To do -
Render every line of the rows below as a Markdown table with the columns "No." and "Line," numbering each line and skipping blank lines. Leave the pictures out of your answer.

(Stored data entries)
++++
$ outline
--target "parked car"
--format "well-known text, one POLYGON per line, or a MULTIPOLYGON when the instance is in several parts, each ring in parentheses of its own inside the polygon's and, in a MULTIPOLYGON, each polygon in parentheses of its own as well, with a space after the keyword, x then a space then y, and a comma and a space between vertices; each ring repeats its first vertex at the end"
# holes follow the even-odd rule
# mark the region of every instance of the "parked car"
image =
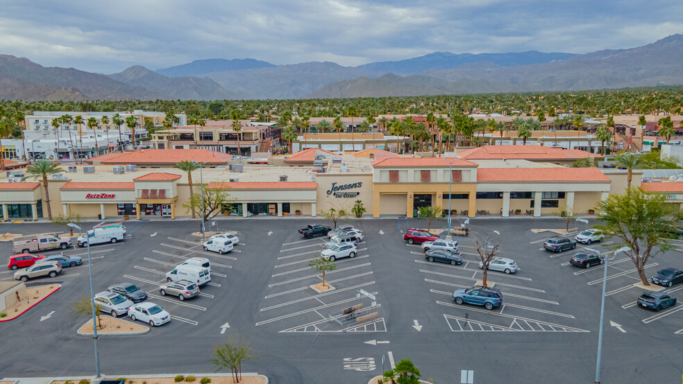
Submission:
MULTIPOLYGON (((484 263, 479 262, 479 268, 484 269, 484 263)), ((496 257, 489 263, 489 270, 504 272, 508 274, 517 272, 518 269, 514 260, 505 257, 496 257)))
POLYGON ((171 315, 154 303, 140 303, 128 308, 128 316, 133 321, 149 323, 151 326, 165 324, 171 321, 171 315))
POLYGON ((457 241, 455 240, 435 240, 434 241, 425 241, 422 243, 422 249, 425 252, 430 250, 445 250, 456 254, 460 254, 460 251, 457 247, 457 241))
POLYGON ((337 228, 335 228, 334 229, 329 231, 328 232, 328 237, 331 238, 335 235, 338 235, 342 232, 345 232, 346 231, 351 231, 354 229, 355 229, 355 228, 354 228, 353 225, 351 225, 349 224, 344 224, 342 225, 339 225, 337 228))
POLYGON ((543 247, 549 251, 561 252, 566 250, 573 250, 576 247, 576 241, 564 237, 553 236, 543 243, 543 247))
POLYGON ((500 290, 482 286, 456 289, 453 297, 456 304, 484 306, 487 309, 493 309, 503 304, 503 294, 500 290))
POLYGON ((95 295, 95 304, 99 306, 100 311, 108 312, 112 317, 116 317, 127 313, 133 303, 118 293, 106 290, 95 295))
POLYGON ((421 244, 425 241, 439 240, 439 236, 434 236, 424 229, 410 228, 406 229, 405 233, 403 234, 403 240, 407 241, 408 244, 413 244, 414 243, 421 244))
POLYGON ((41 264, 34 264, 28 268, 19 270, 15 272, 15 279, 28 281, 29 279, 49 276, 54 277, 62 272, 62 266, 57 261, 50 261, 41 264))
POLYGON ((664 292, 648 290, 641 295, 637 302, 643 308, 659 311, 676 305, 676 297, 664 292))
POLYGON ((10 270, 25 268, 33 265, 36 261, 40 260, 41 259, 45 259, 45 255, 34 255, 28 253, 15 254, 14 256, 10 256, 10 258, 7 259, 7 268, 10 270))
POLYGON ((35 263, 37 264, 46 261, 58 261, 62 268, 75 267, 83 263, 83 259, 78 256, 67 256, 65 254, 53 254, 52 256, 48 256, 45 259, 39 259, 35 263))
POLYGON ((342 257, 355 257, 358 248, 355 244, 337 244, 320 252, 320 256, 334 261, 342 257))
POLYGON ((596 254, 580 253, 570 257, 569 263, 572 265, 589 268, 593 265, 602 264, 603 261, 596 254))
POLYGON ((114 284, 113 286, 110 286, 107 288, 107 290, 118 293, 134 303, 139 303, 147 299, 146 292, 140 289, 139 286, 130 283, 114 284))
POLYGON ((239 243, 239 238, 233 235, 230 232, 225 232, 223 234, 217 234, 212 236, 209 238, 209 240, 213 240, 214 238, 220 238, 223 240, 229 240, 233 245, 237 245, 239 243))
POLYGON ((575 240, 584 244, 590 244, 596 241, 602 241, 603 238, 605 238, 605 235, 602 234, 602 231, 600 229, 588 229, 587 231, 580 232, 574 236, 575 240))
POLYGON ((451 265, 462 263, 462 258, 446 250, 430 250, 425 252, 425 259, 431 261, 450 263, 451 265))
POLYGON ((178 296, 178 299, 182 302, 199 295, 199 287, 189 280, 169 281, 159 286, 159 293, 162 296, 166 296, 166 294, 178 296))
POLYGON ((657 273, 652 275, 652 282, 658 286, 668 287, 683 283, 683 270, 676 268, 664 268, 658 270, 657 273))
++++
Task result -
| No. | Line |
|---|---|
| 1 | $ outline |
| 2 | --target "parked car" |
| 3 | --format "well-known text, one POLYGON per line, or a MULTIPOLYGON when the instance is in several parts, each ring in parentheses of its own inside the polygon's and, in a MULTIPOLYGON, each polygon in parentheses of its own as well, with a space after the keyword, x then a space then y, and a comma and a space between vertices; each ring repeats its first vertex at the end" |
| 4 | # holes follow the even-odd rule |
| 5 | # mark the region of every instance of the "parked car" |
| 6 | image = |
| 7 | Submission: |
| 8 | MULTIPOLYGON (((484 263, 479 262, 479 268, 484 269, 484 263)), ((496 257, 489 263, 489 270, 504 272, 508 274, 517 272, 518 269, 514 260, 505 257, 496 257))) |
| 9 | POLYGON ((171 315, 154 303, 140 303, 128 308, 128 316, 133 321, 149 323, 151 326, 165 324, 171 321, 171 315)) |
| 10 | POLYGON ((457 241, 455 240, 435 240, 434 241, 425 241, 422 243, 422 249, 425 252, 430 250, 445 250, 456 254, 460 254, 460 251, 457 247, 457 241)) |
| 11 | POLYGON ((337 228, 335 228, 334 229, 329 231, 328 232, 328 237, 331 238, 335 235, 338 235, 342 232, 345 232, 346 231, 351 231, 354 229, 355 229, 355 228, 354 228, 353 225, 351 225, 349 224, 344 224, 342 225, 339 225, 337 228)) |
| 12 | POLYGON ((543 247, 549 251, 561 252, 566 250, 573 250, 576 247, 576 241, 564 237, 553 236, 543 243, 543 247)) |
| 13 | POLYGON ((500 290, 482 286, 456 289, 453 297, 456 304, 484 306, 487 309, 493 309, 503 304, 503 294, 500 290)) |
| 14 | POLYGON ((95 295, 95 304, 99 306, 100 311, 108 312, 112 317, 116 317, 127 313, 133 303, 118 293, 106 290, 95 295)) |
| 15 | POLYGON ((421 244, 425 241, 439 240, 439 236, 434 236, 424 229, 410 228, 406 229, 405 233, 403 234, 403 240, 407 241, 408 244, 413 244, 414 243, 421 244)) |
| 16 | POLYGON ((41 264, 34 264, 28 268, 19 270, 15 272, 15 279, 28 281, 29 279, 49 276, 54 277, 62 272, 62 266, 57 261, 50 261, 41 264)) |
| 17 | POLYGON ((664 292, 648 290, 641 295, 637 302, 643 308, 659 311, 676 305, 676 297, 664 292)) |
| 18 | POLYGON ((10 270, 25 268, 33 265, 36 261, 40 260, 41 259, 45 259, 45 255, 34 255, 28 253, 15 254, 14 256, 10 256, 10 258, 7 259, 7 268, 10 270)) |
| 19 | POLYGON ((35 263, 37 264, 46 261, 58 261, 62 268, 75 267, 83 263, 83 259, 78 256, 67 256, 65 254, 53 254, 52 256, 48 256, 45 259, 39 259, 35 263)) |
| 20 | POLYGON ((342 257, 355 257, 358 248, 355 244, 337 244, 320 252, 320 256, 334 261, 342 257)) |
| 21 | POLYGON ((596 254, 580 253, 570 257, 569 263, 572 265, 589 268, 593 265, 602 264, 603 261, 596 254)) |
| 22 | POLYGON ((114 284, 113 286, 110 286, 107 288, 107 290, 118 293, 134 303, 139 303, 147 299, 146 292, 140 289, 139 286, 130 283, 114 284)) |
| 23 | POLYGON ((239 243, 239 238, 233 235, 230 232, 225 232, 223 234, 217 234, 212 236, 209 238, 209 240, 213 240, 214 238, 220 238, 223 240, 229 240, 233 245, 237 245, 239 243)) |
| 24 | POLYGON ((575 240, 584 244, 590 244, 596 241, 602 241, 603 238, 605 238, 605 235, 602 234, 602 231, 600 229, 588 229, 587 231, 580 232, 574 236, 575 240)) |
| 25 | POLYGON ((451 265, 462 263, 462 258, 446 250, 430 250, 425 252, 425 259, 431 261, 450 263, 451 265)) |
| 26 | POLYGON ((178 296, 178 299, 182 302, 199 295, 199 287, 189 280, 169 281, 159 286, 159 293, 162 296, 166 296, 166 294, 178 296)) |
| 27 | POLYGON ((657 273, 652 275, 652 282, 658 286, 668 287, 683 283, 683 270, 676 268, 664 268, 658 270, 657 273)) |